▸ Your objective
Output all of the entries exactly as they are given.

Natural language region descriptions
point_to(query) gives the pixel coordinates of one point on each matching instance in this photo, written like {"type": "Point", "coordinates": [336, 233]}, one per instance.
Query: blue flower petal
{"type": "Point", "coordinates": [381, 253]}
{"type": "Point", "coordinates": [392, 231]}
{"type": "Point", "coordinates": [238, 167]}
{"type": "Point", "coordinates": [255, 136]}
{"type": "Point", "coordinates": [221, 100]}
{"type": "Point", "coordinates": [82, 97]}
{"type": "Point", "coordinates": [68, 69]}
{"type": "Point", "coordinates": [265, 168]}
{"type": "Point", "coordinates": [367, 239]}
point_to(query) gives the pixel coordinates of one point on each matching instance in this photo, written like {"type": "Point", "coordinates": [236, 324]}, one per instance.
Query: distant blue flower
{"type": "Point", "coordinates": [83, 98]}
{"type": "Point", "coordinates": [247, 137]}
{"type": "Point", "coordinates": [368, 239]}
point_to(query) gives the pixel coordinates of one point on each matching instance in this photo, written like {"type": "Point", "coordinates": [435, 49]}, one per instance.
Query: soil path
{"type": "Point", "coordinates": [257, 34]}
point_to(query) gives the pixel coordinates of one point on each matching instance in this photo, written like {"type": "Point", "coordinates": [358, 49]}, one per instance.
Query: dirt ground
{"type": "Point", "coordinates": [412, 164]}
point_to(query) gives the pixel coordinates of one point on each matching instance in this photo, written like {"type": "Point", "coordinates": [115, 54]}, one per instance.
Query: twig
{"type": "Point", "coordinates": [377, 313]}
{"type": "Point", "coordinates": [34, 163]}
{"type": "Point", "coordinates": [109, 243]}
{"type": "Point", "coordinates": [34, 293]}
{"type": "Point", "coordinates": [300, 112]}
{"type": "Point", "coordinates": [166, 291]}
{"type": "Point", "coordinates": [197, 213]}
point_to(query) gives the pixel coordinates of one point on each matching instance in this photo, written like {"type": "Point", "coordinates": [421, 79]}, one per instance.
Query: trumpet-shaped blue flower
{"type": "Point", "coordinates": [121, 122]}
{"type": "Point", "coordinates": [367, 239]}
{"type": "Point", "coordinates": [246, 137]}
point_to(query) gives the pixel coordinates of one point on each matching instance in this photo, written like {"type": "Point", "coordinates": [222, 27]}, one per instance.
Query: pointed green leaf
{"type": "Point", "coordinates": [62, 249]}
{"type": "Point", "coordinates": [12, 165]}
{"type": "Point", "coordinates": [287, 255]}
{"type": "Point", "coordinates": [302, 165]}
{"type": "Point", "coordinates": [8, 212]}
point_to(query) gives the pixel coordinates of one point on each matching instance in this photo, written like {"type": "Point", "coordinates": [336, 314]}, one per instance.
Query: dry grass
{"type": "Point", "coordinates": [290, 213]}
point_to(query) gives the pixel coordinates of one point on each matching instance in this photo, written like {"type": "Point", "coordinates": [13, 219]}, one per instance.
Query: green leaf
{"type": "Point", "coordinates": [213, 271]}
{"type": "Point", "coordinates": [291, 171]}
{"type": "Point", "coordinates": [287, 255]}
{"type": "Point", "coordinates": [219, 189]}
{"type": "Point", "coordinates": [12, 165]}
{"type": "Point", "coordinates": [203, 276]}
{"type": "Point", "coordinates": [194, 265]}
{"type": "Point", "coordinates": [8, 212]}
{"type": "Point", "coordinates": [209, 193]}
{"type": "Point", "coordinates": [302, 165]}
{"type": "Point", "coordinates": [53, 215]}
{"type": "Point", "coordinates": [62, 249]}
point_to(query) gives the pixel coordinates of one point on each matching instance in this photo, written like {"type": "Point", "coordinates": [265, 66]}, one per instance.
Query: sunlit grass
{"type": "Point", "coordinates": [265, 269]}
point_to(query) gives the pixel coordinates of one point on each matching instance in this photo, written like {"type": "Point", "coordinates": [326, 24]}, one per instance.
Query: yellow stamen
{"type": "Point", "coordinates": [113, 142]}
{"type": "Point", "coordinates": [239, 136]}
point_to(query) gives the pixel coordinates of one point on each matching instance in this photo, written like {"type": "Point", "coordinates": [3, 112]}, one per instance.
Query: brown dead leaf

▸ Written reply
point_to(query) gives the pixel coordinates of one point on each matching instance in this photo, written like {"type": "Point", "coordinates": [336, 233]}, one per instance.
Query: blue flower petal
{"type": "Point", "coordinates": [381, 253]}
{"type": "Point", "coordinates": [392, 231]}
{"type": "Point", "coordinates": [238, 167]}
{"type": "Point", "coordinates": [255, 136]}
{"type": "Point", "coordinates": [221, 100]}
{"type": "Point", "coordinates": [82, 97]}
{"type": "Point", "coordinates": [68, 69]}
{"type": "Point", "coordinates": [265, 168]}
{"type": "Point", "coordinates": [367, 239]}
point_to(query) gives the pixel coordinates of one point on each matching instance in this photo, written like {"type": "Point", "coordinates": [236, 324]}, one per instance.
Query: distant blue flower
{"type": "Point", "coordinates": [83, 98]}
{"type": "Point", "coordinates": [247, 137]}
{"type": "Point", "coordinates": [368, 239]}
point_to(query) gives the pixel coordinates of one point on each matching instance in this photo, written like {"type": "Point", "coordinates": [435, 49]}, one per instance.
Query: soil path
{"type": "Point", "coordinates": [257, 34]}
point_to(query) gives the pixel coordinates of one point on each matching instance in this photo, written like {"type": "Point", "coordinates": [358, 49]}, one per instance.
Query: dirt ground
{"type": "Point", "coordinates": [412, 164]}
point_to(query) gives the pixel coordinates of one point on each matching instance in this photo, written like {"type": "Point", "coordinates": [115, 54]}, one per instance.
Query: twig
{"type": "Point", "coordinates": [377, 313]}
{"type": "Point", "coordinates": [34, 163]}
{"type": "Point", "coordinates": [109, 243]}
{"type": "Point", "coordinates": [34, 293]}
{"type": "Point", "coordinates": [300, 112]}
{"type": "Point", "coordinates": [166, 291]}
{"type": "Point", "coordinates": [197, 213]}
point_to(query) gives the pixel coordinates of one point on each matching instance in this photo, written like {"type": "Point", "coordinates": [421, 79]}, one per instance.
Query: trumpet-shaped blue flower
{"type": "Point", "coordinates": [121, 122]}
{"type": "Point", "coordinates": [367, 239]}
{"type": "Point", "coordinates": [246, 137]}
point_to(query) gives the pixel coordinates of one point on each matching instance in this photo, written like {"type": "Point", "coordinates": [222, 27]}, one per instance.
Query: pointed green leaf
{"type": "Point", "coordinates": [62, 249]}
{"type": "Point", "coordinates": [12, 165]}
{"type": "Point", "coordinates": [287, 255]}
{"type": "Point", "coordinates": [302, 165]}
{"type": "Point", "coordinates": [8, 212]}
point_to(query) gives the pixel coordinates of one point on each matching instance in this photo, written like {"type": "Point", "coordinates": [336, 314]}, one per instance.
Query: dry grass
{"type": "Point", "coordinates": [290, 213]}
point_to(query) gives the pixel coordinates of one point on each matching instance in this photo, written like {"type": "Point", "coordinates": [13, 219]}, one per instance.
Query: green leaf
{"type": "Point", "coordinates": [213, 271]}
{"type": "Point", "coordinates": [291, 171]}
{"type": "Point", "coordinates": [287, 255]}
{"type": "Point", "coordinates": [219, 189]}
{"type": "Point", "coordinates": [12, 165]}
{"type": "Point", "coordinates": [203, 276]}
{"type": "Point", "coordinates": [194, 265]}
{"type": "Point", "coordinates": [8, 212]}
{"type": "Point", "coordinates": [209, 193]}
{"type": "Point", "coordinates": [302, 165]}
{"type": "Point", "coordinates": [53, 215]}
{"type": "Point", "coordinates": [62, 249]}
point_to(query) gives the pixel coordinates of one point on each matching instance in this photo, written like {"type": "Point", "coordinates": [265, 66]}, one per instance.
Query: sunlit grass
{"type": "Point", "coordinates": [265, 269]}
point_to(query) gives the pixel coordinates of one point on each matching instance in this photo, written like {"type": "Point", "coordinates": [326, 24]}, one per instance.
Query: yellow stamen
{"type": "Point", "coordinates": [113, 142]}
{"type": "Point", "coordinates": [239, 136]}
point_to(query) gives the pixel coordinates of one point on each matching instance in this photo, written like {"type": "Point", "coordinates": [3, 112]}, one per instance.
Query: brown dead leaf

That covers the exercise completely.